### [WHAT YOU ARE ASKED TO DO]
Rescale the items from the start of the list through the line containing "point(604, 546)", copying every line in that span except the pictures. Multiply only the coordinates in the answer points by 1.8 and round to whole numbers, halves up, leaving all other numbers unchanged.

Entries from a dataset:
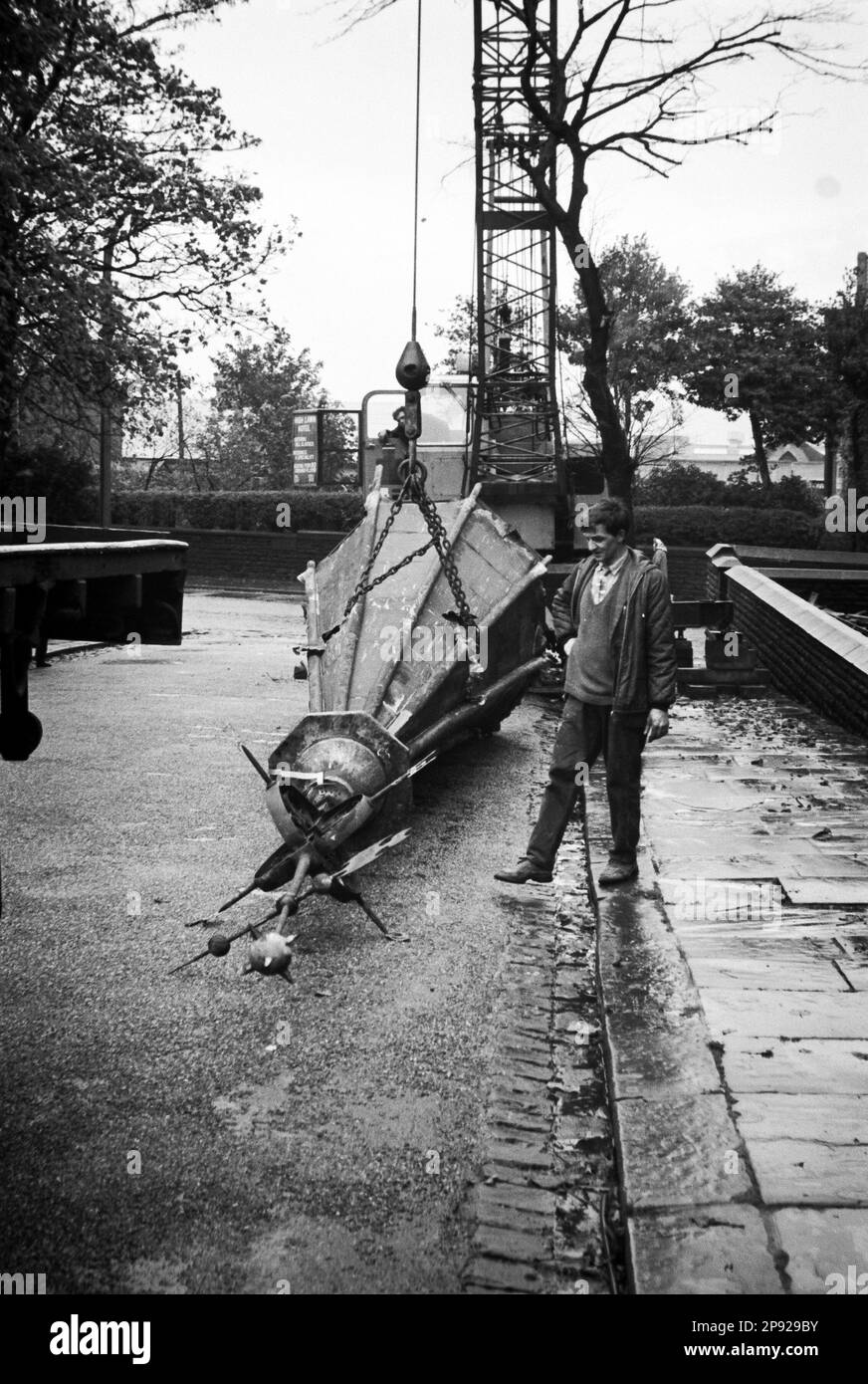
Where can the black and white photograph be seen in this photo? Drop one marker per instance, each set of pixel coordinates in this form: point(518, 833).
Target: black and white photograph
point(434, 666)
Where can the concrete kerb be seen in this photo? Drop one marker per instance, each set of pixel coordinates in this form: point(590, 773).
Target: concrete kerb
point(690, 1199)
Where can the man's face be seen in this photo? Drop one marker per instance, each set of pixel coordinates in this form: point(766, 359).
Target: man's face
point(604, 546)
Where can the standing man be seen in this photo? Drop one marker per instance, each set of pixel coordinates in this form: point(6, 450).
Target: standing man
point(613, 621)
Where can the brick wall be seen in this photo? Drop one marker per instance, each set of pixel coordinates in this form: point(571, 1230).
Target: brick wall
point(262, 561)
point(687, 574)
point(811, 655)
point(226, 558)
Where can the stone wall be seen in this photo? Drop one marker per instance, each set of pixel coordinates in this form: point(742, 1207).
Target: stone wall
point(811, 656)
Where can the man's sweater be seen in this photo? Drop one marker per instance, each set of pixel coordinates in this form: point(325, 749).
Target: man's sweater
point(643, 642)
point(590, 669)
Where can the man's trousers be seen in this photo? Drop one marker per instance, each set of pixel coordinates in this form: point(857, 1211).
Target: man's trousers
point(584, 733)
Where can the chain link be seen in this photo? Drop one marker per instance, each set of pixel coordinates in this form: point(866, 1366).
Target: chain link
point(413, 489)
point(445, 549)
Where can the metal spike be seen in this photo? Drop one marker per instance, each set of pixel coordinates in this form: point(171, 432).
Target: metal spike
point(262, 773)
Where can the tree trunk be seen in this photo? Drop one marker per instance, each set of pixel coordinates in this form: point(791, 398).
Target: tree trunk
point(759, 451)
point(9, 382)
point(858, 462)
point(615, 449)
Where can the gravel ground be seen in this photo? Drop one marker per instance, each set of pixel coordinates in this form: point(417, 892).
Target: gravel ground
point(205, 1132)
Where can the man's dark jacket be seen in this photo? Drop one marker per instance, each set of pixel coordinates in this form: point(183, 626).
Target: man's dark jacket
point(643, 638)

### [RESPONSE TO THIS TASK]
Where can the black and white photograph be seen in this photo? Drop one marker per instance, each set of pixel coordinates in this form: point(518, 833).
Target: black and white photograph
point(781, 1199)
Where can the concrete kerb be seen in this photo? Drop one marker per instance, each set of pixel coordinates in this form: point(590, 773).
Target: concrete kerb
point(1242, 2158)
Where can the man's face be seen in this photo? Drop one marker per instance, each set of pixel coordinates in this form: point(766, 359).
Target: man's face
point(1087, 983)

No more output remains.